--- Start of Source excerpt ---

The Math Thread

[beero1000]

Was thinking about this brain teaser today:

I have a polynomial p(x) with non-negative integer coefficients. If you give me an integer n, I will tell you the value of p. Find an approach that uses the optimal number of queries in order to completely determine my polynomial. How many queries does it take?

I think I posted this here already (at some point and in some incarnation of the board). It's still a good one if you haven't seen it, or don't remember. The answer is much lower than might seem possible initially (it might actually initially seem impossible ). Anyway, got to thinking about the multivariate case, which I don't think I'd really considered before:

I have a polynomial p(x₁,x₂,...,x_m) with non-negative integer coefficients. If you give me integers n₁,n₂,...,n_m, I will tell you the value of p(n₁,n₂,...,n_m). Find an approach that uses the optimal number of queries in order to completely determine my polynomial. How many queries does it take?

Think I can answer this one too. It's still really low.

--- End of Source excerpt ---

Given task A = List every line of the rows below that contains the word "tree", matching case exactly.

--- Start of Information provided ---

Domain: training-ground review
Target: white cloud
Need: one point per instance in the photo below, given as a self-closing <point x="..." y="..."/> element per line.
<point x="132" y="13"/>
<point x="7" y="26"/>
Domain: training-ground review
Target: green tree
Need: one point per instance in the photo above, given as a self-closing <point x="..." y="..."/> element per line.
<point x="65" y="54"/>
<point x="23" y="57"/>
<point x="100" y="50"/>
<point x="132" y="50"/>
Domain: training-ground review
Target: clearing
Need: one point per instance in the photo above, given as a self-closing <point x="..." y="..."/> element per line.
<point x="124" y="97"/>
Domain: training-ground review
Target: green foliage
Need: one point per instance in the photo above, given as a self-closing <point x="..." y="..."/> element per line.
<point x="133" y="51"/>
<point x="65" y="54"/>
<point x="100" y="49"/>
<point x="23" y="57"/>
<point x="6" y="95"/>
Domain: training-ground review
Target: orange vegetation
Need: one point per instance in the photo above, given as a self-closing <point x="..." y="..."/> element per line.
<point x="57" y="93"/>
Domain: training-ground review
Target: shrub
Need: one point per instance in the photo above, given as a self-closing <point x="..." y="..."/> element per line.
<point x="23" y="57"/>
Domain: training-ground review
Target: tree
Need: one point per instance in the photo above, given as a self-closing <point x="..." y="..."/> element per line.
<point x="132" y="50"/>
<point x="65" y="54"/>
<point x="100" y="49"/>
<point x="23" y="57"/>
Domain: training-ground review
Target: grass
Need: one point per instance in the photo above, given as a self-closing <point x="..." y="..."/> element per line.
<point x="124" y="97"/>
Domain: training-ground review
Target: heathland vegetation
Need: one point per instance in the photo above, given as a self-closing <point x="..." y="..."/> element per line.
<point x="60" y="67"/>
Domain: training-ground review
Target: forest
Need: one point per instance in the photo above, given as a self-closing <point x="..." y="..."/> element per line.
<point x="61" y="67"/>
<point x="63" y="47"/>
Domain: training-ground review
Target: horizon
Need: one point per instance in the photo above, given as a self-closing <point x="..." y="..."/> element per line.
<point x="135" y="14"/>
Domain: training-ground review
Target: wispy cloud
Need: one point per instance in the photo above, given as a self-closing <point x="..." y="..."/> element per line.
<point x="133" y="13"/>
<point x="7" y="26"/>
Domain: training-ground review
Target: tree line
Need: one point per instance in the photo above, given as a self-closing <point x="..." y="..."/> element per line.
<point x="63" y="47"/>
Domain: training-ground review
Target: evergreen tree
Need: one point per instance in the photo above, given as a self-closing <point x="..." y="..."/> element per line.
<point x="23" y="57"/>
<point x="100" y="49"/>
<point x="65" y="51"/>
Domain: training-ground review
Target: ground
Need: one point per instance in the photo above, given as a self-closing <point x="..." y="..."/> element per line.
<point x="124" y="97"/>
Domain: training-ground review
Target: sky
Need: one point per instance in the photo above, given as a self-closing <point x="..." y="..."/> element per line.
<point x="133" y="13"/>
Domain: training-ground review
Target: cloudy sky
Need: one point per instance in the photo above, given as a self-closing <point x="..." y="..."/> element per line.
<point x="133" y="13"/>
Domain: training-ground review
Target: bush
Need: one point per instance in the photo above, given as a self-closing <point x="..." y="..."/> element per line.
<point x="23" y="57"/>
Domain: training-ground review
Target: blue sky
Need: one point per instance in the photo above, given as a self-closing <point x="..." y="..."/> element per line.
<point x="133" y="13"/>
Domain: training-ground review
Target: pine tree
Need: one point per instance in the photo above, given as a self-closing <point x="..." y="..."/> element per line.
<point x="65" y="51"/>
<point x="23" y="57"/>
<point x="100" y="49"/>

--- End of Information provided ---

Given task B = In the math thread, what kind of coefficients does the polynomial in the brain teaser have?

Right answer A =
Target: green tree
Target: tree
Target: tree line
Target: evergreen tree
Target: pine tree

Right answer B = Non-negative integer coefficients.